Exercise instructions
Go through the records below and report each line with "railing" in it.

Information
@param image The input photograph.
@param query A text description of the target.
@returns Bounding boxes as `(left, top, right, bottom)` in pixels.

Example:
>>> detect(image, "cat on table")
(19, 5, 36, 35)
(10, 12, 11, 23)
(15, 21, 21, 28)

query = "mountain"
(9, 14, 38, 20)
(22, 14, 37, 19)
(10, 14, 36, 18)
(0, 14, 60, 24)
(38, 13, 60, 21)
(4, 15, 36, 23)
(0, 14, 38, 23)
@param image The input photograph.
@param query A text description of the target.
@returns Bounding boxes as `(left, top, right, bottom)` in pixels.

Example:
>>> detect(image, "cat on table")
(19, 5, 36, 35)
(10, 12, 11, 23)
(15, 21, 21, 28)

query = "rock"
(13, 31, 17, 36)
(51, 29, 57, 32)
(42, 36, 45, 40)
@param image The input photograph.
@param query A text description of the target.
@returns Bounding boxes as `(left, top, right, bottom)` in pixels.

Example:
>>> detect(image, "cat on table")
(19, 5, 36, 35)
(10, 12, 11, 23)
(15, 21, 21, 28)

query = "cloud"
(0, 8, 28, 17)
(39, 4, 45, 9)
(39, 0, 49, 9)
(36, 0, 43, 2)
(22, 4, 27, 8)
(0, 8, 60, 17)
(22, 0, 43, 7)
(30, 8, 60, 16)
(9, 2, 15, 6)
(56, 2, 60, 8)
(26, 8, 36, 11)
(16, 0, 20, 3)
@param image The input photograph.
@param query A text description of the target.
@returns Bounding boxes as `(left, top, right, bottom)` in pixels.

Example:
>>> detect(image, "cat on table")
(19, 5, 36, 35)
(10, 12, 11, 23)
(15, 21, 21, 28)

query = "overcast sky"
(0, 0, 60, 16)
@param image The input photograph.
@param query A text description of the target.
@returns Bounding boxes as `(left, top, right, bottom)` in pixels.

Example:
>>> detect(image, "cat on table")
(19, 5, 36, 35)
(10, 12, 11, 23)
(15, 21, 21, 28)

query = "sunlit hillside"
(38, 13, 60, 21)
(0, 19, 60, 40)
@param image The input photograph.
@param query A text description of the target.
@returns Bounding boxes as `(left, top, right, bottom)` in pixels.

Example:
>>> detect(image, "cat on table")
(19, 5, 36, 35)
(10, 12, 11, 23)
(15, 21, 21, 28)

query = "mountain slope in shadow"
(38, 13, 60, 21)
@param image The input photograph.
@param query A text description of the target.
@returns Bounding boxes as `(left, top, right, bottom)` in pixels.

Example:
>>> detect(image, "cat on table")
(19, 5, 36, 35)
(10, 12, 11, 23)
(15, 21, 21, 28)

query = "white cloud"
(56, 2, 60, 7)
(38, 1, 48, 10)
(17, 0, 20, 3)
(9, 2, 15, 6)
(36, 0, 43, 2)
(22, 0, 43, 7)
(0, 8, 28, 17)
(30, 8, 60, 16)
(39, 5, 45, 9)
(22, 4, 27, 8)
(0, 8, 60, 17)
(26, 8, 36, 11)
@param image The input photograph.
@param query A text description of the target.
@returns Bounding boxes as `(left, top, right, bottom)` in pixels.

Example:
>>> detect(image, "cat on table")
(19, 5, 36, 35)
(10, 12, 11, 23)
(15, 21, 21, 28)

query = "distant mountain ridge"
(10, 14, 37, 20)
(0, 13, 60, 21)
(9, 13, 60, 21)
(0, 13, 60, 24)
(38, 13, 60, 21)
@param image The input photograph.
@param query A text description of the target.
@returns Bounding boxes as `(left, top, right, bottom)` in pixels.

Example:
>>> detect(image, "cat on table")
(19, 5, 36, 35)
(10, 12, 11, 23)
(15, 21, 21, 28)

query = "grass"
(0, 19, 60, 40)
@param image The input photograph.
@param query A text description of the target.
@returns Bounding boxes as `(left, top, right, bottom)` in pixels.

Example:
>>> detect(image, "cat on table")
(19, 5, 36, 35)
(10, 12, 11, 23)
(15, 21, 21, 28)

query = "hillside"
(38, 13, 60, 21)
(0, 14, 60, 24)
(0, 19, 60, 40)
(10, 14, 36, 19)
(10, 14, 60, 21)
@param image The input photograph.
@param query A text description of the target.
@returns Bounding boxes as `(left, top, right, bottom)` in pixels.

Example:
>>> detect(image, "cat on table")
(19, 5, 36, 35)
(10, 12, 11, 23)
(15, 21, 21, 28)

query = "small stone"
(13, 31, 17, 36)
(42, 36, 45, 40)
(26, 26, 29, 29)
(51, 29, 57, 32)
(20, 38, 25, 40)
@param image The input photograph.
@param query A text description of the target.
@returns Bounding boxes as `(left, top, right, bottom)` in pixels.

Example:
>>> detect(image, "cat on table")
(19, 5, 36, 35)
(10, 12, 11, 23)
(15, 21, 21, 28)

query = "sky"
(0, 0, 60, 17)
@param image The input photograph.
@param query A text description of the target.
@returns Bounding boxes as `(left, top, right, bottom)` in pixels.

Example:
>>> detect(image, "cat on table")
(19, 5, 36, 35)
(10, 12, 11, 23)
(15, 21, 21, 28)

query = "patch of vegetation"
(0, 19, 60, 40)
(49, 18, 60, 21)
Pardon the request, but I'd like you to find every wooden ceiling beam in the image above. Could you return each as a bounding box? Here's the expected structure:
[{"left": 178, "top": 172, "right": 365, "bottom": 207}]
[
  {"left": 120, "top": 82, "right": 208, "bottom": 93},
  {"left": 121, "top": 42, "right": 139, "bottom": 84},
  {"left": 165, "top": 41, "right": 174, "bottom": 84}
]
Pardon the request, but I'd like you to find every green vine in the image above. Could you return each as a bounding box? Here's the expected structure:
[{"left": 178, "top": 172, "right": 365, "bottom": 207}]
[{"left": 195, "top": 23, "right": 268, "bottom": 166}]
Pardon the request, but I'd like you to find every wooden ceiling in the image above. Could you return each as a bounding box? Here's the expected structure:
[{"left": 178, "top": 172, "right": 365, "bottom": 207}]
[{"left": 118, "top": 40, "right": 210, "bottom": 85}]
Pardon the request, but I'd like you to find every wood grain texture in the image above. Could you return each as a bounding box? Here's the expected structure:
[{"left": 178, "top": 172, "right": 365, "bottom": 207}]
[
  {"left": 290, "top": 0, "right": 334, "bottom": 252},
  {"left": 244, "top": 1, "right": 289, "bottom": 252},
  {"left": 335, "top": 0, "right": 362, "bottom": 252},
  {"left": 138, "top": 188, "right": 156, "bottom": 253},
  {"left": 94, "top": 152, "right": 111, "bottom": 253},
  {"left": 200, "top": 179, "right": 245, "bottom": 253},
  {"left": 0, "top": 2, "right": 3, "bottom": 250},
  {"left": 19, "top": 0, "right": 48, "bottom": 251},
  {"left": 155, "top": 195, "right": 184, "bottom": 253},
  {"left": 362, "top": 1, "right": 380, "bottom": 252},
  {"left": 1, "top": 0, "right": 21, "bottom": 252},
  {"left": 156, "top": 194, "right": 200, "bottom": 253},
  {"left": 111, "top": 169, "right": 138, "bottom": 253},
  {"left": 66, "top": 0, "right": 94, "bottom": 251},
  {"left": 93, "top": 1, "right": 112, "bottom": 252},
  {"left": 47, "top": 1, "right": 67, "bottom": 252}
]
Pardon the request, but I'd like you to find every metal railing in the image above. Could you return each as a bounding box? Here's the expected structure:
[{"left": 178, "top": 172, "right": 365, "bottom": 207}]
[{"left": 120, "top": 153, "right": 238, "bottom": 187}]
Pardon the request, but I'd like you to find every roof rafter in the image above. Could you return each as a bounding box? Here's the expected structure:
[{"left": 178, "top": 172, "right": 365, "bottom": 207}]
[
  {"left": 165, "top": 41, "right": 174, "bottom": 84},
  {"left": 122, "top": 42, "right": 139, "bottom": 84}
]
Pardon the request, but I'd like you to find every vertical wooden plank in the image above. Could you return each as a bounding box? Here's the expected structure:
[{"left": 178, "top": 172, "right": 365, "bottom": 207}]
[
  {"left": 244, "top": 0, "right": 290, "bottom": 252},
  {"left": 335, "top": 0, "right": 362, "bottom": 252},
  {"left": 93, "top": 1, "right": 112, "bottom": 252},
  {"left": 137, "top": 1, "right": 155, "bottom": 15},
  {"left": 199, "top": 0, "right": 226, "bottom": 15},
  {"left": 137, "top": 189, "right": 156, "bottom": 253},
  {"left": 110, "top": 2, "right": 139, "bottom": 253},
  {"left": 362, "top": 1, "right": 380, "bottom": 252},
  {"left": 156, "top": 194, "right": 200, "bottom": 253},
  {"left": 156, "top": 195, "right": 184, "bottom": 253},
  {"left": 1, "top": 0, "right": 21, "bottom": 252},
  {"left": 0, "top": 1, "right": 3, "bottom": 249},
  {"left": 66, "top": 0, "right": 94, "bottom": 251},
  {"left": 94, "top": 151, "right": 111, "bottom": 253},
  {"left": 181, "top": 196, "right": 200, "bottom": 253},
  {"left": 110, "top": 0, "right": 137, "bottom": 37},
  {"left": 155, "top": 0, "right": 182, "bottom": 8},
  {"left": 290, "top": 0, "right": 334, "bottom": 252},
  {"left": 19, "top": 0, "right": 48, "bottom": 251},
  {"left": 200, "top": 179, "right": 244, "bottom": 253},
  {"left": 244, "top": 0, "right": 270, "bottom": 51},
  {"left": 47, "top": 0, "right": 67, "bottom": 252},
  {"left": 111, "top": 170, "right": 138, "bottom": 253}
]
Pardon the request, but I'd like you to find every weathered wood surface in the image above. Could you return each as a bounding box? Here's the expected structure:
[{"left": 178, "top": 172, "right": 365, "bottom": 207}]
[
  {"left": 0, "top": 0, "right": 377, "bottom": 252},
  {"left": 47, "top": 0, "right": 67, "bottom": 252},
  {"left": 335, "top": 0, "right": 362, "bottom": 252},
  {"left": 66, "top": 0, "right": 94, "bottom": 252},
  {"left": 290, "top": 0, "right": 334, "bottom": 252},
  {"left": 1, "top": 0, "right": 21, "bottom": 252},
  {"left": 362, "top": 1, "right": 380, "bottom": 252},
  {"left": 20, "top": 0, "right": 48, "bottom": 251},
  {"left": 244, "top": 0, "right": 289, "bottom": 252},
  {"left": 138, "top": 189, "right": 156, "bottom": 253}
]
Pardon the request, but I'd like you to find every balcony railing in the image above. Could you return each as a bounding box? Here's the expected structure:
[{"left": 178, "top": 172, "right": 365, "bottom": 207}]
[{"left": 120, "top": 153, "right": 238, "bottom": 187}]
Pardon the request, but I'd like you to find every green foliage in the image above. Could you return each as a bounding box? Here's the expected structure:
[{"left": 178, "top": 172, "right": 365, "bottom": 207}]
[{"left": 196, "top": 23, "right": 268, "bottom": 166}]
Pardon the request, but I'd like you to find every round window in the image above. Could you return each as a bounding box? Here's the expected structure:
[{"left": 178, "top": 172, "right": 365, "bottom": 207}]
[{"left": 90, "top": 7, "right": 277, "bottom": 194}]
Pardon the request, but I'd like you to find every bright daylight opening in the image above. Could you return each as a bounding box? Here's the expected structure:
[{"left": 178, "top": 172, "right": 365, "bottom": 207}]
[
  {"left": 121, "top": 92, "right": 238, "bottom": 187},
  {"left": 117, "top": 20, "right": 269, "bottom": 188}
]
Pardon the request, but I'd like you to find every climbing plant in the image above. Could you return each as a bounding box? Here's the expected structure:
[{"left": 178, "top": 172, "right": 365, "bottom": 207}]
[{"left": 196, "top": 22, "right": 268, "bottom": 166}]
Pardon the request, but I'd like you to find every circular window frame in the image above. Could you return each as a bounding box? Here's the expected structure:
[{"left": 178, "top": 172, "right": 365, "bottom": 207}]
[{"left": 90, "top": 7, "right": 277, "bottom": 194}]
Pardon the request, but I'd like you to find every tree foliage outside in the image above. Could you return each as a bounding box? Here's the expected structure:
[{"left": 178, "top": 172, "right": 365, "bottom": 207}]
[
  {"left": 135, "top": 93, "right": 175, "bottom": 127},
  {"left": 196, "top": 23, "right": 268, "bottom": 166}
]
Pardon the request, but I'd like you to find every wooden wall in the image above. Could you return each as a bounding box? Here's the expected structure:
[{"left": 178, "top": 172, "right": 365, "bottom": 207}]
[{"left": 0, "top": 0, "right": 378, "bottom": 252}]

Reply to the exercise
Pardon the request, but I'd like you to find every metal railing in the image above. Could you return each as a bounding box? Here's the expected structure:
Pardon the request, but I'd like you to find every balcony railing in the image above. Could you return each as a bounding box? Here's the expected structure:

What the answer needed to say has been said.